### DATA PROVIDED
--- --- ---

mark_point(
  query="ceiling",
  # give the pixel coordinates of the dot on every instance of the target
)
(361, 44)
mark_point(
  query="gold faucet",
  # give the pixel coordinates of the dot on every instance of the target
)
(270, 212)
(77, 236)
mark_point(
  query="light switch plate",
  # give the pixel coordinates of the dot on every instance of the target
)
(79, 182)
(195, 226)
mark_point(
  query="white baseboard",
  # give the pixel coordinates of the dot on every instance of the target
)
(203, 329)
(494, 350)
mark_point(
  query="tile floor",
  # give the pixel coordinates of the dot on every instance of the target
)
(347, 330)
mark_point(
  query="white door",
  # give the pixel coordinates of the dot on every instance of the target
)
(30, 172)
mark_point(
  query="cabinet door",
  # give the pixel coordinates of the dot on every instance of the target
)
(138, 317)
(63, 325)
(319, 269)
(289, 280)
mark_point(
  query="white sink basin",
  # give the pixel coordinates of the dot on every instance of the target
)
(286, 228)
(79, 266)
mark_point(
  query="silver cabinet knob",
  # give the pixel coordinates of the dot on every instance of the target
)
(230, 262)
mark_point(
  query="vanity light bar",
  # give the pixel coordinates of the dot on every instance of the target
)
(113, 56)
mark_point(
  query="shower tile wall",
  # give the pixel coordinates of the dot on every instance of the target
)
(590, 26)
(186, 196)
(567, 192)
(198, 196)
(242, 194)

--- --- ---

### REQUIRED WORK
Reproduce the data exactly. Keep every line intact.

### EXERCISE RESPONSE
mark_point(
  query="ceiling",
  # give the pixel coordinates of the dot on every instance of the target
)
(361, 44)
mark_point(
  query="gold faucet",
  # give the pixel coordinates of the dot on every instance of the target
)
(270, 212)
(77, 236)
mark_point(
  query="light switch plate",
  # give the pixel coordinates of the dot on every instance of the target
)
(79, 182)
(195, 226)
mark_point(
  query="white baseboard",
  # give the pixel coordinates of the dot on every instance of the target
)
(203, 329)
(494, 350)
mark_point(
  query="tile floor",
  # give the pixel coordinates of the dot on every instance of the target
)
(347, 330)
mark_point(
  query="white door",
  # give the pixel coordinates of the dot on every instance of the target
)
(30, 172)
mark_point(
  query="cabinet door",
  # give the pixel coordinates of the dot on every instance of the target
)
(138, 317)
(63, 325)
(319, 269)
(289, 280)
mark_point(
  query="white sink basin",
  # give the pixel coordinates of the dot on every instance of the target
)
(286, 228)
(79, 266)
mark_point(
  query="silver cabinet knob",
  # give the pixel coordinates of the dot on every instance of the target
)
(230, 262)
mark_point(
  query="vanity light bar",
  # give the pixel coordinates of the dot on every instance of the target
)
(113, 56)
mark_point(
  query="shower tile wall",
  # give the pixel coordinates of the dot on every instance of the target
)
(590, 26)
(186, 196)
(567, 192)
(198, 196)
(242, 194)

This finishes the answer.